◆ SUPPLIED TEXT
>> Start

Cycle 3 ARFs were created with CIAO 2.0 which did not include the complete tool history. The version of the software can be verified by checking the ASCDSVER keyword as shown here for the Chandra Cycle 17 effective area curves:
unix% dmkeypar acisiD2014-12-04pimmsN0017.fits ascdsver echo+ CIAO 4.6
CIAO 4.6 was released in December 2014 at the same time as CfP 17 was issued. The CALDBVER, version of the CALDB, is not set in these files.
A new version of CIAO is released annually at the same time as the CfP. The Chandra effective area curves are created with this version of CIAO (so different version from year to year). Not all CIAO releases affect the creation of the ARFs, but there have been some significant changes (eg inclusion of dead area calibrations, contamination). Smaller changes, such as the blocks HISTORY keywords have not affected the effective area values but have added to the files' provenance.
Chandra CALDB updates are not on a fixed schedule; though they occur nor more often than once per month. Typically CALDB releases are tied to the ACIS time-varying gain (T_GAIN) updates that are released approximately every 3 months. Sometimes CALDB updates require a CIAO release (eg if a new calibration product is introduced, such as the ACIS dead-area calibration). Not all CALDB updates include changes that affect the effective area.

>> End

◆ EXCERPTED DATA
>> Start

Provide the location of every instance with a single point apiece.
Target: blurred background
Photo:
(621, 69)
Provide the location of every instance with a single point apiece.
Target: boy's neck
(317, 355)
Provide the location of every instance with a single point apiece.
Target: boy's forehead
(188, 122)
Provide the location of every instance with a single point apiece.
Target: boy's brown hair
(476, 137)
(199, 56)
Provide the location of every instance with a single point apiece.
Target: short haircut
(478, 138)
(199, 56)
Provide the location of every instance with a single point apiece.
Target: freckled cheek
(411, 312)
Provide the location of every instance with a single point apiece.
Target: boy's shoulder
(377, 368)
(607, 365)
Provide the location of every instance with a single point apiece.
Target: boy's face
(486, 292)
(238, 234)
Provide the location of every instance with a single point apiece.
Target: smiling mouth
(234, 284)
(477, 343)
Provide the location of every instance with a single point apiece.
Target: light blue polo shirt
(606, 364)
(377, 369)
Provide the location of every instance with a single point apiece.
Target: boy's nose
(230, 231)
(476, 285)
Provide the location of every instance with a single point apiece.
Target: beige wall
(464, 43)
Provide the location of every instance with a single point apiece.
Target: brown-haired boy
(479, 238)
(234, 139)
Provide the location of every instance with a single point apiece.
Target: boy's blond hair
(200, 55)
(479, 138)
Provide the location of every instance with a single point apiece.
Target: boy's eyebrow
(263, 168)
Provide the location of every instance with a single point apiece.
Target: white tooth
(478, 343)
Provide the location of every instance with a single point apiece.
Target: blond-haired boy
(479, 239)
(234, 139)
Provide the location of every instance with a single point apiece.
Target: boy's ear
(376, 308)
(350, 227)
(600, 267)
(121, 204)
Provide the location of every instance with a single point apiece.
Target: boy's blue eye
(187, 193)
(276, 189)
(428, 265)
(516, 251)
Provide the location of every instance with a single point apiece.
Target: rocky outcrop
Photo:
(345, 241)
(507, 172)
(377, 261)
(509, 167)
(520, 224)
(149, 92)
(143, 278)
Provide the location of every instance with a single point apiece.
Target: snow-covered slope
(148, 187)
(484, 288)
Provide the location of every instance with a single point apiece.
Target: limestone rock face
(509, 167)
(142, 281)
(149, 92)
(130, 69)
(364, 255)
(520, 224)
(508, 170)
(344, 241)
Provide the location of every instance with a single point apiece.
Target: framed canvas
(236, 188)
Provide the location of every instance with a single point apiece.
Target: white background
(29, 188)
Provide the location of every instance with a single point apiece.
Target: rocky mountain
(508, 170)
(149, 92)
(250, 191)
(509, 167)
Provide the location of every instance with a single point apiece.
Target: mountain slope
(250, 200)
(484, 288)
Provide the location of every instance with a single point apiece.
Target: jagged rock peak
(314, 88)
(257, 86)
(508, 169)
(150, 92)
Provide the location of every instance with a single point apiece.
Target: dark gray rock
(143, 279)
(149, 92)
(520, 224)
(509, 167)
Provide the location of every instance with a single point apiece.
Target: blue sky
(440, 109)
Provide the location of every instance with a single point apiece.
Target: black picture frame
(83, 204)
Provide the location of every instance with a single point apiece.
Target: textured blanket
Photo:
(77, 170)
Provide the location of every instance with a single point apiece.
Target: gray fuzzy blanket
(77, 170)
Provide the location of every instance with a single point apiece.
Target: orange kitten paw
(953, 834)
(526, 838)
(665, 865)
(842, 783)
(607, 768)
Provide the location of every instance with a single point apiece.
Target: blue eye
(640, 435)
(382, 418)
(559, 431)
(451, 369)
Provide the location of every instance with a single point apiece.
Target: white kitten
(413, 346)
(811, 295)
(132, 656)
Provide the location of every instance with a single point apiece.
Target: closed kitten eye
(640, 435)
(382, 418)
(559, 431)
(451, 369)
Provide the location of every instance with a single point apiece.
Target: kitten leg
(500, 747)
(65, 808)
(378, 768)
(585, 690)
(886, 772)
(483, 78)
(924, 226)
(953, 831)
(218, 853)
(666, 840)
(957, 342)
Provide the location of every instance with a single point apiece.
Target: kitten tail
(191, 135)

>> End

◆ EXERCISE DETAILS
Continue the text on Chandra effective area curves and CIAO and CALDB versions from its last sentence. The records come from a separate source unrelated to the text.

◆ EXERCISE ANSWER
- The CIAO release notes contain an abridged version of the CALDB release notes that highlight specifically how each CALDB release affects which tools and threads.
These facts provide the basis for the analysis presented below.
There is some ambiguity when users simply refer to 'PIMMS' in their publications. The most common interpretation is the web-interface to WebPIMMS available on the HEASARC web site. This is the most up-to-date version of the tool with the latest calibrations from each of the supported missions. However, it only contains the latest Chandra effective area files for the current proposal cycle.
The CXC provides our own web interface to a modified version of the PIMMS that has each of the effective area curves for Chandra proposal cycles starting with Cycle 3 through the current cycle (17). This version is updated annually in December with the Chandra CfP. As the page clearly states, it may not contain the latest version of neither the PIMMS software nor effective areas files for other missions.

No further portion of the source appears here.